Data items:
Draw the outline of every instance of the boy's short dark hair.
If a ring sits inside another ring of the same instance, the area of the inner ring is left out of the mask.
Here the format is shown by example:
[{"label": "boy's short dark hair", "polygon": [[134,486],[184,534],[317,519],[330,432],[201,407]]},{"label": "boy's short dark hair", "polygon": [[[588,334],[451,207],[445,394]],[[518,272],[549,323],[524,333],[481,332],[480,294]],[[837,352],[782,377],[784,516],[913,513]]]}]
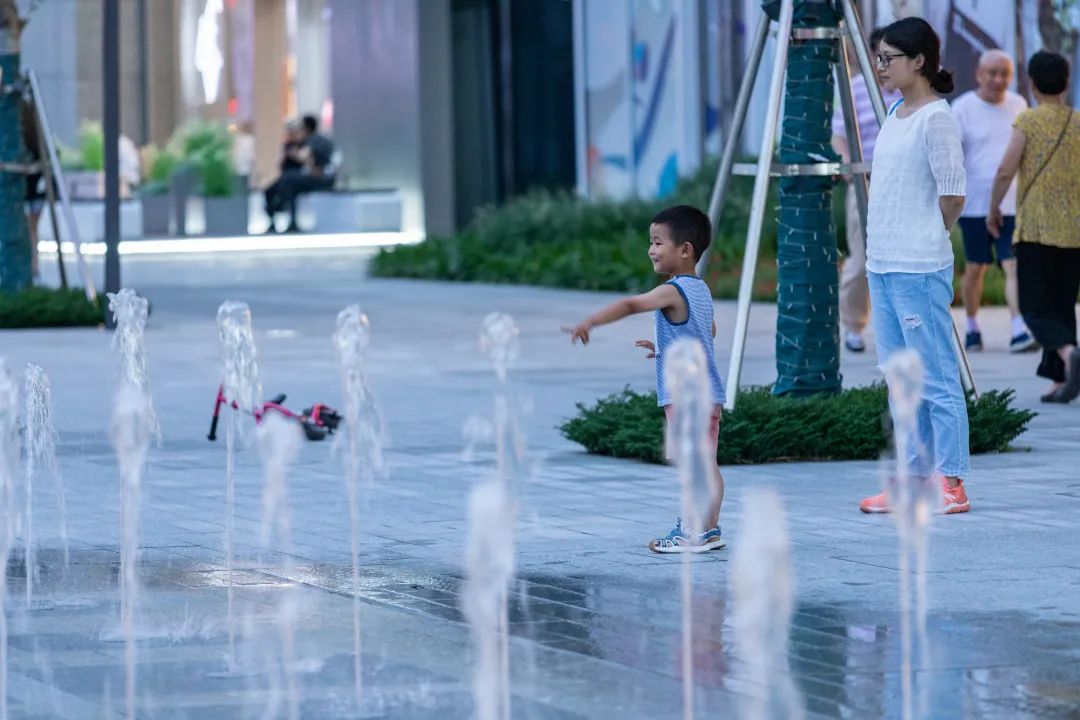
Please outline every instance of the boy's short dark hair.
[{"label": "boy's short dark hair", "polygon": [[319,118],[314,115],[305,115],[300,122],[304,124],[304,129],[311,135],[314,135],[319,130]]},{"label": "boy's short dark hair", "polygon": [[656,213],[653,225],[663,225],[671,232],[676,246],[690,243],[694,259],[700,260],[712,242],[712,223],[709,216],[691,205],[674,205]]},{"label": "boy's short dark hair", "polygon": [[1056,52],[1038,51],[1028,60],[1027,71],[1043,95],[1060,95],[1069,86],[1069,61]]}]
...
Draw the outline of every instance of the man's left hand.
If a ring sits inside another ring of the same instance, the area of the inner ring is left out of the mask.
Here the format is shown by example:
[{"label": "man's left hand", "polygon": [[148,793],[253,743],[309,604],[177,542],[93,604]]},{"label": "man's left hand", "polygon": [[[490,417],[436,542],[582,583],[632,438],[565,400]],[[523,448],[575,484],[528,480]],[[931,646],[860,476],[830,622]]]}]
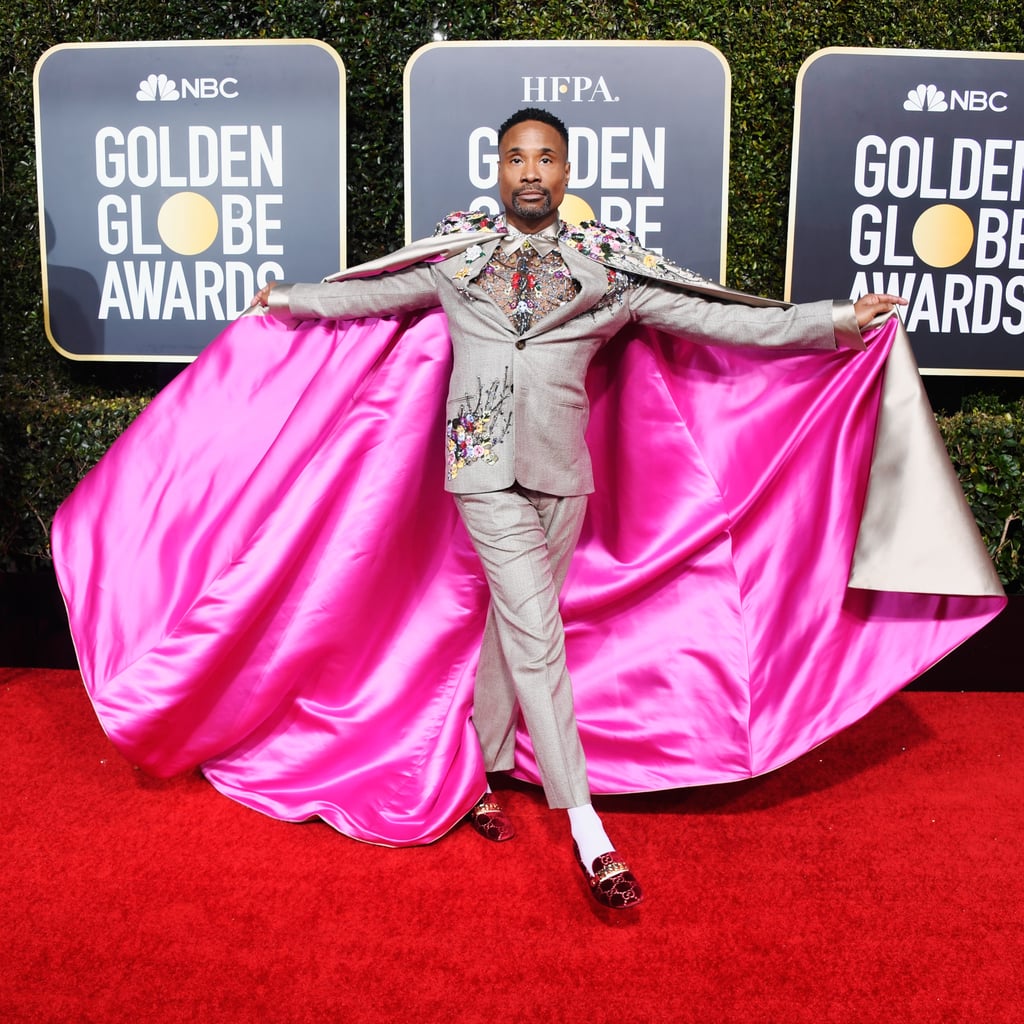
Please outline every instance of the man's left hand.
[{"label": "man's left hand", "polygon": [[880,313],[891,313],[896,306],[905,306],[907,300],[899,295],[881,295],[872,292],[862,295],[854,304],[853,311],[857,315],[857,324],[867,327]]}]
...
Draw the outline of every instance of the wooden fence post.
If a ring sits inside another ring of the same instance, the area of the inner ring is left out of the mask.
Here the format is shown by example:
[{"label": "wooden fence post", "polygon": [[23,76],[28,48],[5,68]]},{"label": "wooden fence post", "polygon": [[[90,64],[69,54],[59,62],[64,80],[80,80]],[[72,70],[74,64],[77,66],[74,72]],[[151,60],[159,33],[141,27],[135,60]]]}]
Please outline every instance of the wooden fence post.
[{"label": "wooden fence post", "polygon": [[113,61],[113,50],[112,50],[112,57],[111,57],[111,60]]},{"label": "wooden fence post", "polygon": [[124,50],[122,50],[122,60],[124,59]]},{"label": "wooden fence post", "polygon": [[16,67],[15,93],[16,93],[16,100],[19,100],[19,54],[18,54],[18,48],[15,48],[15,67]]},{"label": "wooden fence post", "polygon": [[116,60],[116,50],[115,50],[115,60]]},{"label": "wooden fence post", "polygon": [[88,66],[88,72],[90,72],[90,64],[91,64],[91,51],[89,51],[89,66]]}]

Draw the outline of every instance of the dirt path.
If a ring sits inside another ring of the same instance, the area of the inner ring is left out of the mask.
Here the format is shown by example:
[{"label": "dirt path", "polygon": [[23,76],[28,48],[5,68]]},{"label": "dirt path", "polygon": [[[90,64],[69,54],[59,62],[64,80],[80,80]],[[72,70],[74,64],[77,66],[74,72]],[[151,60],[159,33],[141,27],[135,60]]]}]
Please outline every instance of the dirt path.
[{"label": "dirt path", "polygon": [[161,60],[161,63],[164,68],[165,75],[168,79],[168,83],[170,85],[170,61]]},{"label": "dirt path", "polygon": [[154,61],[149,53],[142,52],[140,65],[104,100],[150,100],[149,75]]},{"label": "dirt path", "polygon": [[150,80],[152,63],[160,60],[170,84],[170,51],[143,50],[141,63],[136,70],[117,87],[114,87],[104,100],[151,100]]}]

PROBLEM TO SOLVE: Lines that include the word "Draw" are to be extracted from the data above.

EXERCISE RESULT:
Draw the outline of every instance of the boy's short dark hair.
Draw the outline of every instance of the man's left hand.
Draw the outline of every instance of the wooden fence post.
Draw the outline of every instance of the dirt path.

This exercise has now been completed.